**Job 1**
Using the Argyll seafood trail article, explain why the local waters suit the cultivation of oysters.
**Job 2**
Answer these questions from the Argyll seafood trail article, one per line:
(a) Which eatery is John Ogden from?
(b) How many new taste trails are there, counting the Seafood Trail?
(c) Since what year has the family-run business on Loch Creran been offering its oysters?
**Job 3**
Resume the Argyll seafood trail article after its final sentence.

INTRODUCING THE TASTE OF PLACE TRAILS
#3 SEAFOOD TRAIL
Robin McKelvie, Award-winning Travel Writer & Broadcaster experiences the Wild About Argyll Seafood Taste of Place Trail.
“You just cannae get any fresher than right here in Argyll,” beams John Ogden of the Oban Seafood Hut, as the fishing boats bob in the harbour over his shoulder. “And the great thing these days is that there are so many amazing places to savour Argyll’s finest seafood.”
I cannot agree more as I tuck into one of their legendary platters, heaving with boat fresh langoustines, oysters, mussels, prawns and lobster. Welcome to the Seafood Trail, an ace new way to savour fresh seafood in myriad eateries, discover seriously sustainable suppliers and stay over in hotels who know their seafood. The Seafood Trail is just one of the quintet of new taste trails that snake off around the foodie heart of Scotland: Argyll.
Let’s kick off where all great seafood experiences begin – impeccable sourcing. Fancy the king of seafood, oysters? You’re in luck in Argyll. The nutrient-rich, Gulf Stream-kissed local waters are ideal for cultivating oysters. You can tuck into Colonsay Oysters from the Hebrides, or Caledonian Oysters, from the gorgeous waters of Loch Creran just north of Oban, a family-run business that has been offering up their oysters since 1984.

**Supplied data**
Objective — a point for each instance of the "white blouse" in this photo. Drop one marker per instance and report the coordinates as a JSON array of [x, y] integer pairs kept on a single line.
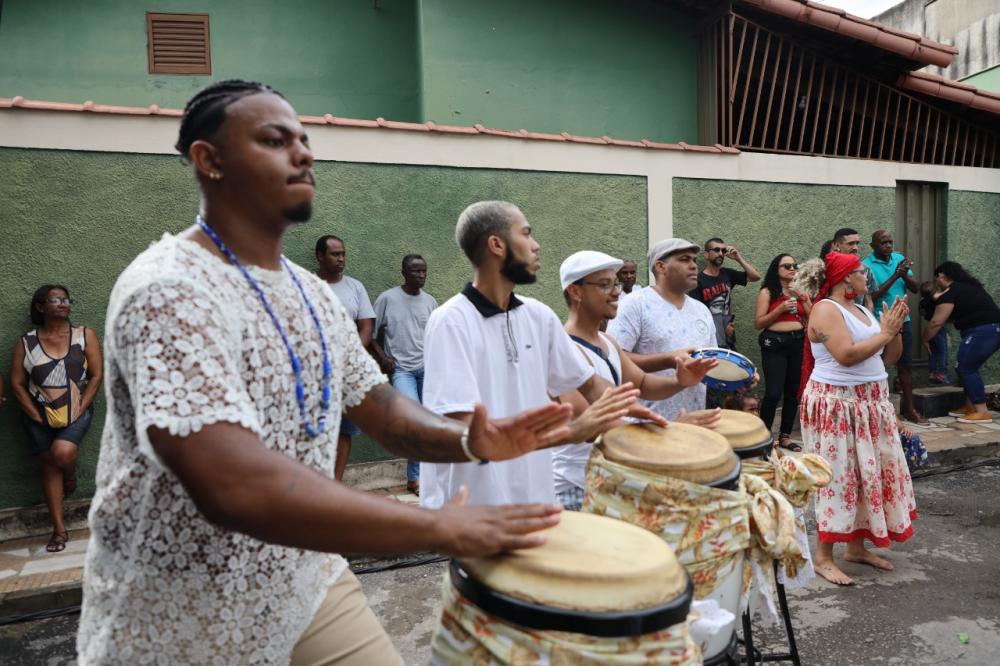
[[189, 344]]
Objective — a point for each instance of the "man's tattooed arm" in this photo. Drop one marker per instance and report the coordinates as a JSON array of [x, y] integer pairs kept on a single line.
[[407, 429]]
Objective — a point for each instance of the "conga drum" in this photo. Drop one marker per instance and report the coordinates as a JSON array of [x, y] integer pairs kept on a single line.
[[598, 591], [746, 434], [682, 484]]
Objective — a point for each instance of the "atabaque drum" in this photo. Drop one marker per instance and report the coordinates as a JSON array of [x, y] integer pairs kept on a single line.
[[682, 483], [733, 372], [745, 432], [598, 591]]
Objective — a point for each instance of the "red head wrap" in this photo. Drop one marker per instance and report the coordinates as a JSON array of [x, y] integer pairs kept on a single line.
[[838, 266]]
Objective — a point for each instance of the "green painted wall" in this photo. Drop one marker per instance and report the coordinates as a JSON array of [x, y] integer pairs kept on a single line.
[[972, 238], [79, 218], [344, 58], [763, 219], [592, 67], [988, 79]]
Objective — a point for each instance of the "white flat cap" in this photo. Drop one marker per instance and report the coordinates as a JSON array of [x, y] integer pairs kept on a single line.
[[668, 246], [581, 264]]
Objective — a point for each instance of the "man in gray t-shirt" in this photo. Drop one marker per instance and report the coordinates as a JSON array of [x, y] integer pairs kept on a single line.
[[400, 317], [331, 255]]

...

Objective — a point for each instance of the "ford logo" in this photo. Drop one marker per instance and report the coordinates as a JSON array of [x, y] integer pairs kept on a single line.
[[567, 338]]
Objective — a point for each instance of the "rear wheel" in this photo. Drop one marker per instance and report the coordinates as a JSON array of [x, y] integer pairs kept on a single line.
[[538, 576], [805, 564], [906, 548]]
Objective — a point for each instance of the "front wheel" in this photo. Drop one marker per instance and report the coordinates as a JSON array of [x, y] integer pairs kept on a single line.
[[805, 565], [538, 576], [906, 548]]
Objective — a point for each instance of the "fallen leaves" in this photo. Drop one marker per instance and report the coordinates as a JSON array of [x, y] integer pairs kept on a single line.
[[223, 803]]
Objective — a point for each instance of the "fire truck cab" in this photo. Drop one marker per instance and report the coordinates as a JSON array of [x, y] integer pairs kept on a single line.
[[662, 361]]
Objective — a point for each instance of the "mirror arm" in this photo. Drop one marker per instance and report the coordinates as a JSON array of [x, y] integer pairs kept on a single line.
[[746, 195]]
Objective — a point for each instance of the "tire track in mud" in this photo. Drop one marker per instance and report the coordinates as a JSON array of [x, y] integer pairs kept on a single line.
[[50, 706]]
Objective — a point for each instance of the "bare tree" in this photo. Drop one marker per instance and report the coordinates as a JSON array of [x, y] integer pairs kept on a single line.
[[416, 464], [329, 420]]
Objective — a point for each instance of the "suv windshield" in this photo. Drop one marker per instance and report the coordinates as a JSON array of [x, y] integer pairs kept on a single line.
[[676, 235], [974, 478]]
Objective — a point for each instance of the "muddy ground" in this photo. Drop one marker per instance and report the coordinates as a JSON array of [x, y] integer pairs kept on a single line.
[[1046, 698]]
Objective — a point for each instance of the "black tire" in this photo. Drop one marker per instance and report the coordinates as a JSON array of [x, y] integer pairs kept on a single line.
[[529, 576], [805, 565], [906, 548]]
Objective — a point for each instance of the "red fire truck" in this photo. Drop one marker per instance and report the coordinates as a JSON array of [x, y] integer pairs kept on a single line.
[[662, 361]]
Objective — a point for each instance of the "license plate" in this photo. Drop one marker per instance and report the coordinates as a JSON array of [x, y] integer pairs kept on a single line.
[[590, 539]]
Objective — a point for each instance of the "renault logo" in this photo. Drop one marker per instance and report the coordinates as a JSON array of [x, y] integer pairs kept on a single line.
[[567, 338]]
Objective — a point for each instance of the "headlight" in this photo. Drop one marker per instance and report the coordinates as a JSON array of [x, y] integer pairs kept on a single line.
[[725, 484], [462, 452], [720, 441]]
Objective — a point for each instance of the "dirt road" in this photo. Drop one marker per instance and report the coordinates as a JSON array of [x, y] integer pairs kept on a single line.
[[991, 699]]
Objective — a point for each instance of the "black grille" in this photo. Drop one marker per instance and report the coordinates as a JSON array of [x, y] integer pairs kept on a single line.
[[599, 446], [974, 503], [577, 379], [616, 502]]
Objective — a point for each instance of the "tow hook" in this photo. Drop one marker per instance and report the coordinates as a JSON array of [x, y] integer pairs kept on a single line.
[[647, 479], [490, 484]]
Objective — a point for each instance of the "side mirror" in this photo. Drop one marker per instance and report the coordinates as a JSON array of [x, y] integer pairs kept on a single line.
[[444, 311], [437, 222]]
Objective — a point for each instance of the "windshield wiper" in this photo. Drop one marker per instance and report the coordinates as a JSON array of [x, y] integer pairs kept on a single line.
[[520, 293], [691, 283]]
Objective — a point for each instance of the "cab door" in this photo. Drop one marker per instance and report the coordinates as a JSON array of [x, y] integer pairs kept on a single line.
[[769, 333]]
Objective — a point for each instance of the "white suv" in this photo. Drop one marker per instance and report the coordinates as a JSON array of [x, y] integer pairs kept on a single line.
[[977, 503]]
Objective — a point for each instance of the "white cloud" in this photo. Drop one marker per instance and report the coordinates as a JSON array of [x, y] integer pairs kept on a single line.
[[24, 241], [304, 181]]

---

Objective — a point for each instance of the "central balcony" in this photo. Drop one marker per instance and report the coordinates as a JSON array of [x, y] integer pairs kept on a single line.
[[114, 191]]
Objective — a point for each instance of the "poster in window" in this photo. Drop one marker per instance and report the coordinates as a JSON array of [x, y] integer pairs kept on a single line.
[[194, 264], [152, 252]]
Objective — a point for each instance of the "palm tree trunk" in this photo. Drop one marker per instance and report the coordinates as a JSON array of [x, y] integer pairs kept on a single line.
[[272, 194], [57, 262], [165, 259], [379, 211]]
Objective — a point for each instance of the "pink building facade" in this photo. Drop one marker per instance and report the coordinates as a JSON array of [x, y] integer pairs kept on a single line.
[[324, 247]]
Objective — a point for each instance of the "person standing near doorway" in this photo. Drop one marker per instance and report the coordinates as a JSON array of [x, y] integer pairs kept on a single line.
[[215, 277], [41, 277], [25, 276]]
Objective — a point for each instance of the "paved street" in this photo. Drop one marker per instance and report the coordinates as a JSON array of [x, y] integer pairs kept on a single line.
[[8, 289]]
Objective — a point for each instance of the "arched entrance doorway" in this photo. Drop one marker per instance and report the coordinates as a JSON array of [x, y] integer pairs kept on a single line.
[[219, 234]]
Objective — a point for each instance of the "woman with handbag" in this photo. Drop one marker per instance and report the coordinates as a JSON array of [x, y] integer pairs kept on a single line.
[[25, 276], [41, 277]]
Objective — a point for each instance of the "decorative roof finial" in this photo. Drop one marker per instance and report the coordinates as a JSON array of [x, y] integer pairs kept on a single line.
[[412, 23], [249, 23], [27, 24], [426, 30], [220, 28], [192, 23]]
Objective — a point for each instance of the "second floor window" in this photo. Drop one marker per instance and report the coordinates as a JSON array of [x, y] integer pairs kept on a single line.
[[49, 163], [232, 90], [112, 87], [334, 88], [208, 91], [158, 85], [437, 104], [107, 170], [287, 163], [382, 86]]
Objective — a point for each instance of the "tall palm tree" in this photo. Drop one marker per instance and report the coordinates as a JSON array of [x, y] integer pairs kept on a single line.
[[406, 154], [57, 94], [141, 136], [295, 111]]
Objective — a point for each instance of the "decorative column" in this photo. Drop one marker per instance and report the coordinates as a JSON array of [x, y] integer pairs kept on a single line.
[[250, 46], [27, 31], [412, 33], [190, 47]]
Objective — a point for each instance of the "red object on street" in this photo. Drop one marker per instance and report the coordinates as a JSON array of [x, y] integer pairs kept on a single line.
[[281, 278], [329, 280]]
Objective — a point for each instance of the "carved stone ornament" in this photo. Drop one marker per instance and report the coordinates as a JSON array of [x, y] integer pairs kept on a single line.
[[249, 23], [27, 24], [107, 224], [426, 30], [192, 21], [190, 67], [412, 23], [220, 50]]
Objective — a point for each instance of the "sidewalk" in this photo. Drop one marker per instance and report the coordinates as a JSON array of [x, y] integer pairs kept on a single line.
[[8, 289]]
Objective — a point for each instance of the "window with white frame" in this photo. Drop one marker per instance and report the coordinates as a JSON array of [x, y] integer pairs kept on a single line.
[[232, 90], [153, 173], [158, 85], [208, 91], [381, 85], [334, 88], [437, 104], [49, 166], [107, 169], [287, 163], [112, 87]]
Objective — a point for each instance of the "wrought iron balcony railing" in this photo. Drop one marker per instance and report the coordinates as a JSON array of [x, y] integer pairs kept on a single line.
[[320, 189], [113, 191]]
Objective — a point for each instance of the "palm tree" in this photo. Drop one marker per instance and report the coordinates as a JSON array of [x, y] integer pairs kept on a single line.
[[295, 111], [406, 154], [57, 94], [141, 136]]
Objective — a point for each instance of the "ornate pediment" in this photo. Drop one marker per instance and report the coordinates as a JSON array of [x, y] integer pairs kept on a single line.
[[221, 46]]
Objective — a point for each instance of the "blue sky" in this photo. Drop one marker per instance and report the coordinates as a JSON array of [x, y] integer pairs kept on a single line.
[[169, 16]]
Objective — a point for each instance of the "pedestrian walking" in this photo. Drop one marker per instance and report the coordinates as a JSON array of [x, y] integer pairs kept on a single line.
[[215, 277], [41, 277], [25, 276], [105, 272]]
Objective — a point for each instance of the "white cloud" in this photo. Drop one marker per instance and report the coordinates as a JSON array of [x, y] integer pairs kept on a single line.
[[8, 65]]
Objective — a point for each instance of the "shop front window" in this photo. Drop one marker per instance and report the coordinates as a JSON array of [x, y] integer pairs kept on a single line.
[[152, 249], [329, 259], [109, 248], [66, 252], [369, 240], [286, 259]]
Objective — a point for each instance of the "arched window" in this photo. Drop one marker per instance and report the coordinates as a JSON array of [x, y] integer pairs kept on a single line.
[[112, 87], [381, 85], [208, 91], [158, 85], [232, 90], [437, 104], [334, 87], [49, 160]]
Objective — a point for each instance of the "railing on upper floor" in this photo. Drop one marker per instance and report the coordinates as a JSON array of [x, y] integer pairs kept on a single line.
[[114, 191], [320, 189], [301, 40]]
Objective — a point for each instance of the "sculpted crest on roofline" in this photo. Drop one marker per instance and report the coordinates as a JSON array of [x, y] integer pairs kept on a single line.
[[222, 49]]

**Task answer 1**
The article says Argyll's local waters are ideal for cultivating oysters because they are nutrient-rich and "Gulf Stream-kissed."

**Task answer 2**
(a) The Oban Seafood Hut
(b) Five
(c) 1984

**Task answer 3**
Then, of course, there is the Loch Fyne Oyster Bar and Deli at the head of the eponymous loch. I’ve dined over a dozen times over the years and never had a bad meal. One visit sticks with me. A diner asked the waiter if any of the oysters and mussels were local. The waiter smiled and pointed, “some are from the beds just outside in Loch Fyne,” much to the diner’s obvious delight. Their shop is a must when passing by too.
For all manner of shellfish check out Iona Seafood, who fish the waters around Mull on their catamaran Amaranth. You can order and pick up on Iona and Mull. If it’s smoked fish and shellfish that floats your boat check out Murray Smoked Products in Lochgilphead, Alba Seafood near Oban and Ritchie’s of Rothesay on the Isle of Bute. I was in the latter’s smokehouse in spring and loved how old school it felt. Seriously old - they’ve been smoking here since 1888!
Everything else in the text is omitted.